* _Work required_:
Reproduce the material below word for word, from the line that contains "Locate the mainsail" through its last line.

* _Dataset extract_:
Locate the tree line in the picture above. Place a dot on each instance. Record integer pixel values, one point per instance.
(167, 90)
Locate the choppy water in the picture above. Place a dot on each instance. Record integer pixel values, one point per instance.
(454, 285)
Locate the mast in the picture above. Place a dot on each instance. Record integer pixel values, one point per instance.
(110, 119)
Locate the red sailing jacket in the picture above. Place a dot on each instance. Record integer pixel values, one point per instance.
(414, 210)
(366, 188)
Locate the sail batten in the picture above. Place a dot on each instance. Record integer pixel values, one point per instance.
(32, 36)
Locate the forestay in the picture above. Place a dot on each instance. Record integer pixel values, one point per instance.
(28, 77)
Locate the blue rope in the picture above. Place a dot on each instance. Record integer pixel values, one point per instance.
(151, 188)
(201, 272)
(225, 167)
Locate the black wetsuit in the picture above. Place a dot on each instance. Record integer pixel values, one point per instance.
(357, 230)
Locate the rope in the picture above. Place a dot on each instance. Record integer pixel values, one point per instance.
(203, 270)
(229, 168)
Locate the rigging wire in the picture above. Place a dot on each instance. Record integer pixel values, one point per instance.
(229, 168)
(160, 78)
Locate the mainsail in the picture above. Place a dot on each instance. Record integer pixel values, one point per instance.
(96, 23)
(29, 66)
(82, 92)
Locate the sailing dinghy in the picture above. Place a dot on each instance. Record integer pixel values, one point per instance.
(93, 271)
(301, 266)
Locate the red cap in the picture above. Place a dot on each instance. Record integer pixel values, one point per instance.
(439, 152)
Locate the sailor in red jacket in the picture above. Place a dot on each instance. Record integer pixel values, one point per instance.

* _Output_:
Locate the mainsail in the picture above. Place a dot on each instance. Record integer pixel values, one point per instance.
(96, 23)
(29, 66)
(82, 92)
Locate the sailing dinghy in the picture above. Place a dot on each instance. Record integer pixel values, one point per instance.
(93, 271)
(301, 266)
Locate the red cap in the picture above. Place a dot on each instance. Record integer pixel values, one point per instance.
(439, 152)
Locate the sailor in red jacket in the picture above. Place a dot on each instance. Record integer pixel values, one point per instance.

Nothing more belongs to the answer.